Exercise goal: Please print the stretch from "More than anything" through "do more good." in the passage about Buckwheat, word for word.
(Text shown)
He served the community in the tourism job for 16 years. He received the Denali Award from the Alaska Tourism Industry Association in 2010, but he was even prouder of organizing a Guinness World Record Egg Toss on July 4, 2008, with 1,162 tossers. The record still stands.
More than anything though, he loved to give, in small and large amounts, to people in need, whether to a group building a skating club warming hut or to a family down on its luck. The community responded by coming together for him in his time of need, after a fire, gathering to rebuild his house.
Then came this. In the middle of his tourism job tenure, he received permission to take a year-long sabbatical to raise money for Skagway’s Dahl Memorial Clinic, an ambitious journey by foot and paddle across the North American continent. Buckwheat was a diabetic and had suffered a heart attack about a year prior to the trip. He had stopped smoking and rarely drank any more, and he wanted to get healthy and do more good.
(End Text shown)
(Extracted data)
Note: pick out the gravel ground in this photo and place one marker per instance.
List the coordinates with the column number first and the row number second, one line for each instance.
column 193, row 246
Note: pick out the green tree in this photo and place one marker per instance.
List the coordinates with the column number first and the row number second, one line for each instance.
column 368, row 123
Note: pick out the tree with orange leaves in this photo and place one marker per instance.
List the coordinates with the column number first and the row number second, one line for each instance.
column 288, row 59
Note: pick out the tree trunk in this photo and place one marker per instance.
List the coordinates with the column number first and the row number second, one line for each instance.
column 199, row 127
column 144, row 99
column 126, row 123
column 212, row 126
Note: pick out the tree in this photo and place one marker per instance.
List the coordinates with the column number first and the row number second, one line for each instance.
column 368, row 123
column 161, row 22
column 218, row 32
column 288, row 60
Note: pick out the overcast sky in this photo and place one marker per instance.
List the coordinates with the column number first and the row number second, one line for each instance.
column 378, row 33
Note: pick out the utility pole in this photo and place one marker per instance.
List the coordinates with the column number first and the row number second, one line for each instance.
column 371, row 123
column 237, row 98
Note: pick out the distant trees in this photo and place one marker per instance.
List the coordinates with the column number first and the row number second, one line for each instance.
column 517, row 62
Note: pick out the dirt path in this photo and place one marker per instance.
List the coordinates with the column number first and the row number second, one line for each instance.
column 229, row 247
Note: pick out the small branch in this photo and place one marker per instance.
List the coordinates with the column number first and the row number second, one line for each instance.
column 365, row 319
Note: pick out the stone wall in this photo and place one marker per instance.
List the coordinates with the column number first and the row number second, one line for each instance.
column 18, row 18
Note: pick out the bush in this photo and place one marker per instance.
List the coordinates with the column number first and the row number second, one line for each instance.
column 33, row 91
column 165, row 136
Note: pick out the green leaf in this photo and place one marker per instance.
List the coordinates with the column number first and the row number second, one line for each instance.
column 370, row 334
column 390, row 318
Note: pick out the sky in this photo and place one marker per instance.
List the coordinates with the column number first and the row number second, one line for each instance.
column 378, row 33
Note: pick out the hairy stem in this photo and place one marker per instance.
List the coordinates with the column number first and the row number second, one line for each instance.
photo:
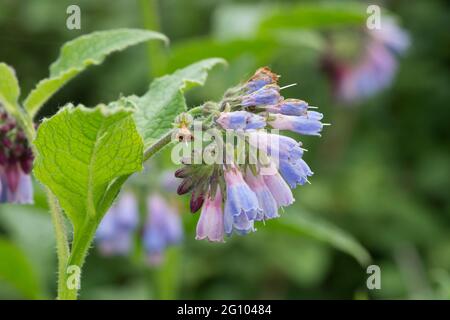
(End Extracted data)
Response area:
More than anything though, he loved to give, in small and large amounts, to people in need, whether to a group building a skating club warming hut or to a family down on its luck. The community responded by coming together for him in his time of need, after a fire, gathering to rebuild his house.
Then came this. In the middle of his tourism job tenure, he received permission to take a year-long sabbatical to raise money for Skagway’s Dahl Memorial Clinic, an ambitious journey by foot and paddle across the North American continent. Buckwheat was a diabetic and had suffered a heart attack about a year prior to the trip. He had stopped smoking and rarely drank any more, and he wanted to get healthy and do more good.